_Work to complete_. Every line from the top of the records below through the one containing "Practice step: put a point on each instance of the water" must be copied exactly, and the pictures must not be.

[Entries taken from a collection]
+++

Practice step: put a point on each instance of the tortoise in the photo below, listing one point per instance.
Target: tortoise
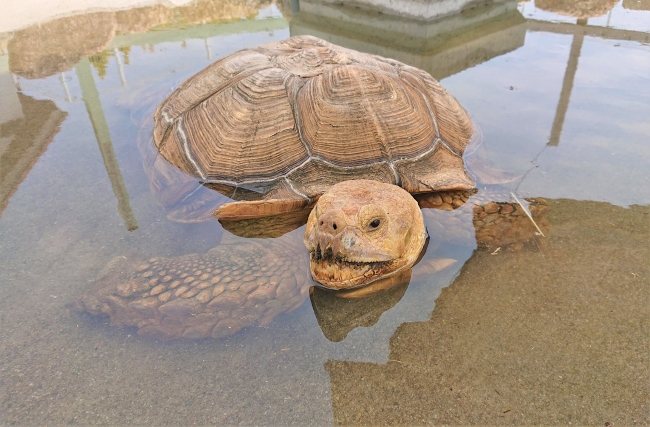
(289, 129)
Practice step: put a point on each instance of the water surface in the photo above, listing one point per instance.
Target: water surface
(555, 333)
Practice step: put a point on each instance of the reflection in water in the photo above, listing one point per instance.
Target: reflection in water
(442, 46)
(516, 332)
(567, 87)
(26, 129)
(102, 133)
(338, 316)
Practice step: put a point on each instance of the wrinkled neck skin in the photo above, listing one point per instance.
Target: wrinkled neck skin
(361, 231)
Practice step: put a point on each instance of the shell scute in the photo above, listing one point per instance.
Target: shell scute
(283, 122)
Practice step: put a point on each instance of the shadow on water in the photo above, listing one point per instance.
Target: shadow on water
(526, 329)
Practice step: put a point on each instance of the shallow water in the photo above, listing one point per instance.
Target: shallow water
(554, 333)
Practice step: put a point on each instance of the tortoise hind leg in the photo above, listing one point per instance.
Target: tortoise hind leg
(259, 208)
(282, 198)
(440, 170)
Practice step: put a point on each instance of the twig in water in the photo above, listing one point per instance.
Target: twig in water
(528, 214)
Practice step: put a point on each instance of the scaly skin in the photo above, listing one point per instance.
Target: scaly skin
(201, 295)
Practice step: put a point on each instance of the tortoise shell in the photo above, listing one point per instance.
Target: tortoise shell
(275, 126)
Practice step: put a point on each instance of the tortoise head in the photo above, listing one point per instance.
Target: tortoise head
(361, 231)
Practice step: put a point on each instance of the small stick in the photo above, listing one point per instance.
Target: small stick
(528, 214)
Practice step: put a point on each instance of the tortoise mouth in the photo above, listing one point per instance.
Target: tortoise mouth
(336, 272)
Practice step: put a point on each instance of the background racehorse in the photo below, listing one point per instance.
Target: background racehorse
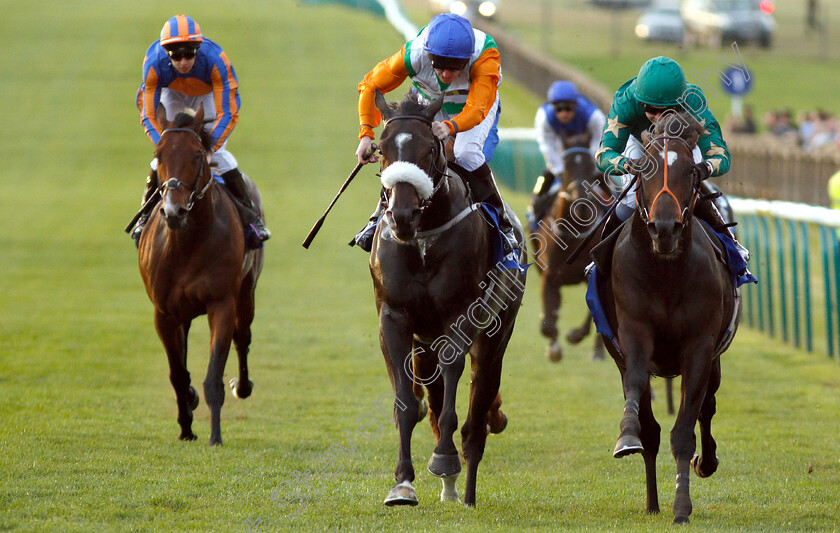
(439, 295)
(561, 232)
(193, 261)
(674, 307)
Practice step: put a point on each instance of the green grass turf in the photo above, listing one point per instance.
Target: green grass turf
(88, 437)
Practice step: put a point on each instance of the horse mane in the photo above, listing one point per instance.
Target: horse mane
(679, 124)
(187, 120)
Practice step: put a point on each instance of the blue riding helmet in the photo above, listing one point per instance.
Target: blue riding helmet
(562, 90)
(450, 35)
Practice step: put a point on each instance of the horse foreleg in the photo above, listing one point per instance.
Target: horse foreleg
(551, 298)
(695, 378)
(444, 461)
(650, 436)
(242, 386)
(173, 336)
(395, 339)
(635, 380)
(221, 318)
(707, 462)
(426, 367)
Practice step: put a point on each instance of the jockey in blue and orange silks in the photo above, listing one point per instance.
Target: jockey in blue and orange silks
(181, 71)
(448, 59)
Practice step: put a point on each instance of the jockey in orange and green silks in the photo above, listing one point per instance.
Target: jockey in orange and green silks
(182, 71)
(448, 59)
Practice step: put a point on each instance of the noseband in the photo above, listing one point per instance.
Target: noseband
(437, 156)
(666, 190)
(176, 184)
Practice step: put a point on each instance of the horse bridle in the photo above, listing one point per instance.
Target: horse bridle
(175, 183)
(437, 156)
(666, 190)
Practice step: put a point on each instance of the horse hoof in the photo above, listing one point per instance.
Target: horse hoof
(402, 494)
(444, 465)
(696, 464)
(574, 336)
(449, 492)
(240, 389)
(193, 399)
(626, 445)
(554, 352)
(422, 411)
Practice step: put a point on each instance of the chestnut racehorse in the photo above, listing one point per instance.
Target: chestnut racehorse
(193, 262)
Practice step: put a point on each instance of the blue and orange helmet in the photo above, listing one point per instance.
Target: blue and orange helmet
(180, 29)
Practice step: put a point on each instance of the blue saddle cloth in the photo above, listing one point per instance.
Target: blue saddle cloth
(733, 260)
(502, 262)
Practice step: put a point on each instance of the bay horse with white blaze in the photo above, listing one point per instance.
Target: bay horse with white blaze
(439, 295)
(574, 211)
(193, 261)
(674, 307)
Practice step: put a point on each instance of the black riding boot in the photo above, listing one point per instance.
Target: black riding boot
(484, 189)
(247, 210)
(364, 239)
(151, 187)
(541, 200)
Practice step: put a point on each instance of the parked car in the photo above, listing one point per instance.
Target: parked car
(661, 23)
(720, 22)
(469, 9)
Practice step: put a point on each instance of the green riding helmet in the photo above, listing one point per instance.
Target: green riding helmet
(661, 82)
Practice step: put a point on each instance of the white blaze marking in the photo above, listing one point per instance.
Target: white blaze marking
(401, 140)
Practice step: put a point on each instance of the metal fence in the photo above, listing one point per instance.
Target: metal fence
(794, 247)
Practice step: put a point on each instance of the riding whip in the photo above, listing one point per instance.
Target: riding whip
(320, 221)
(600, 223)
(150, 202)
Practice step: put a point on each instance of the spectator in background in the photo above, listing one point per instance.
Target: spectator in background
(745, 124)
(834, 190)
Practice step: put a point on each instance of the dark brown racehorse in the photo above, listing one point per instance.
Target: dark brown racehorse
(578, 205)
(674, 308)
(439, 295)
(193, 262)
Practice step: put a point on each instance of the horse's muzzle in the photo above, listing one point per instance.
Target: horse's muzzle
(404, 222)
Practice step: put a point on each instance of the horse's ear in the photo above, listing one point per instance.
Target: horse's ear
(160, 115)
(382, 105)
(198, 119)
(433, 108)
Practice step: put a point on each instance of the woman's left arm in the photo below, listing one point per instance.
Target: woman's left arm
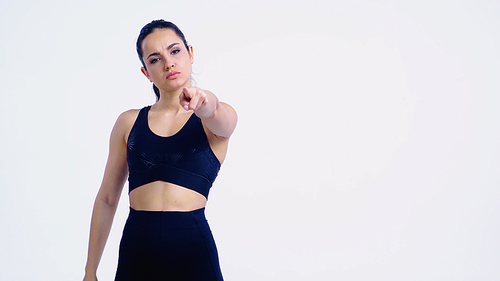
(220, 118)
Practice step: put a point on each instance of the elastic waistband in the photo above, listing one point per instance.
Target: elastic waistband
(173, 216)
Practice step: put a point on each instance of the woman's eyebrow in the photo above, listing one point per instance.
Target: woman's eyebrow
(168, 48)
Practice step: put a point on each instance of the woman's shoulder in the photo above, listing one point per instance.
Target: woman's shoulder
(126, 120)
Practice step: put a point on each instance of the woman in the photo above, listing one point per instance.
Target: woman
(172, 153)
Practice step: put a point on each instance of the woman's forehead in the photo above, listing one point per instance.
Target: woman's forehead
(160, 39)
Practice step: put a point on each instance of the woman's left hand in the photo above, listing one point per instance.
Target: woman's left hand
(200, 101)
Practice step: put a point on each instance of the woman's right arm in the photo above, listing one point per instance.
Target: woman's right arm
(105, 204)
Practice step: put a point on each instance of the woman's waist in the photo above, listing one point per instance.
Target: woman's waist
(164, 196)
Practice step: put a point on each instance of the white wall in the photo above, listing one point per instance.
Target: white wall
(367, 146)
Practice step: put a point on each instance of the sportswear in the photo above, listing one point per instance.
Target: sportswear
(185, 158)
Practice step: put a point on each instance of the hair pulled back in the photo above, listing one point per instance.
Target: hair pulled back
(150, 28)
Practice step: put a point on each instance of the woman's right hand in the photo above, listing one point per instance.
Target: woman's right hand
(89, 278)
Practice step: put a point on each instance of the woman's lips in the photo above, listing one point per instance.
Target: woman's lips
(172, 75)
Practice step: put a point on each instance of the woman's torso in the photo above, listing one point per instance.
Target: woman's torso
(162, 195)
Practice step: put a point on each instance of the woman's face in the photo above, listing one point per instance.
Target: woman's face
(168, 62)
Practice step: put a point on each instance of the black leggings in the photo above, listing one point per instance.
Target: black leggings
(168, 246)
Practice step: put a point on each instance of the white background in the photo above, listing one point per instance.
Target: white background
(367, 146)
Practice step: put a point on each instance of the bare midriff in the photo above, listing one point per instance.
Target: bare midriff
(165, 196)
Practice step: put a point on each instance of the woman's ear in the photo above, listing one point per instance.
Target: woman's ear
(145, 72)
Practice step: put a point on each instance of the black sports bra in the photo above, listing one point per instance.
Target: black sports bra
(185, 159)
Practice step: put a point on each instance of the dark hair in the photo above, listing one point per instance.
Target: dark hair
(148, 29)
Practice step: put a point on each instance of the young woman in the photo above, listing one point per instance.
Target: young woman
(171, 152)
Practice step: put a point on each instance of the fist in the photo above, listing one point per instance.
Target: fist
(193, 98)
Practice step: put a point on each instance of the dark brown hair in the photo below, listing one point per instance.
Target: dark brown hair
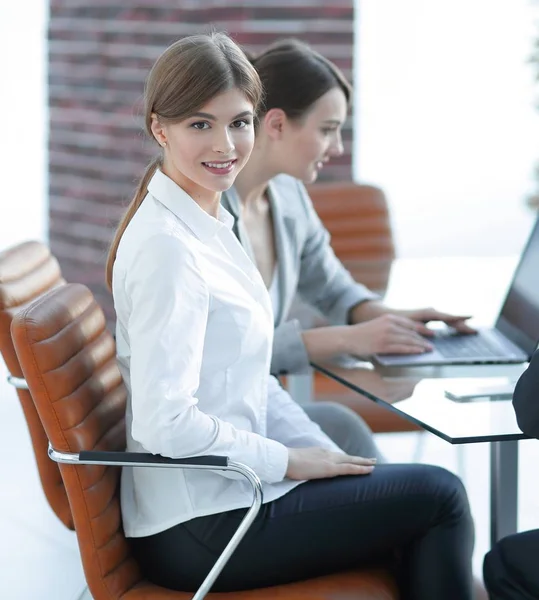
(295, 76)
(189, 74)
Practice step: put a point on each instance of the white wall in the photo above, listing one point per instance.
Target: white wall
(445, 120)
(23, 101)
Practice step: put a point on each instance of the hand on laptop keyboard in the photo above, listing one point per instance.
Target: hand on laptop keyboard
(388, 334)
(422, 316)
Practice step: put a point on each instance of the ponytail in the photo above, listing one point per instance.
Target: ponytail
(140, 194)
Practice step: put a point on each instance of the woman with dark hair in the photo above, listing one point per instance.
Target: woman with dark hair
(194, 339)
(306, 100)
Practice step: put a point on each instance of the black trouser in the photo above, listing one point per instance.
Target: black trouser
(418, 513)
(511, 568)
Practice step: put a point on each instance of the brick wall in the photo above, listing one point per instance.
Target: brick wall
(99, 55)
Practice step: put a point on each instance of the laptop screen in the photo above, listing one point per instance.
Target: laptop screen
(519, 317)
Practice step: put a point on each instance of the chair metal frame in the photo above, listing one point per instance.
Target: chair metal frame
(211, 463)
(145, 459)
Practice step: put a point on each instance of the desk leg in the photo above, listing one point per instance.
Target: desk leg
(503, 489)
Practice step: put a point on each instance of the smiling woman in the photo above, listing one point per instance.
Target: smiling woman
(198, 73)
(204, 153)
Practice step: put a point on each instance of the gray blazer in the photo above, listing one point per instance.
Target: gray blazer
(306, 265)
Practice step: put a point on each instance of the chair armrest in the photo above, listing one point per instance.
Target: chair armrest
(126, 458)
(145, 459)
(17, 382)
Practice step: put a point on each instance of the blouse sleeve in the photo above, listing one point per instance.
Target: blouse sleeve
(169, 310)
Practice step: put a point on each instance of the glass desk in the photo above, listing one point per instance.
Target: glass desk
(418, 393)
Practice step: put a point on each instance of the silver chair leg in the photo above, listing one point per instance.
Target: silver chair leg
(247, 521)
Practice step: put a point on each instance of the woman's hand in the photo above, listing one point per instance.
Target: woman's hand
(388, 334)
(424, 315)
(317, 463)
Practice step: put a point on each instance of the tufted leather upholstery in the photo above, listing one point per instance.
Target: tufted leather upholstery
(357, 219)
(68, 359)
(26, 272)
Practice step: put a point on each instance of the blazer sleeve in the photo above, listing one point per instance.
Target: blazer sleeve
(526, 398)
(323, 280)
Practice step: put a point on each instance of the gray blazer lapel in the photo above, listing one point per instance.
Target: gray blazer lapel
(283, 227)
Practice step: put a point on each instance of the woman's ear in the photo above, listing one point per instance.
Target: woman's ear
(273, 122)
(158, 130)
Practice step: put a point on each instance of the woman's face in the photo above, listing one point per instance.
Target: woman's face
(205, 152)
(312, 141)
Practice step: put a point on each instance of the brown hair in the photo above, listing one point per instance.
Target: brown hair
(184, 78)
(295, 76)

+++

_Solution to this exercise_.
Practice step: put a point on each instance of the tortoise in the photo below, listing one point per instance.
Target: tortoise
(289, 129)
Practice step: put a point on each instance of the water surface in the photo above, listing one point per instance.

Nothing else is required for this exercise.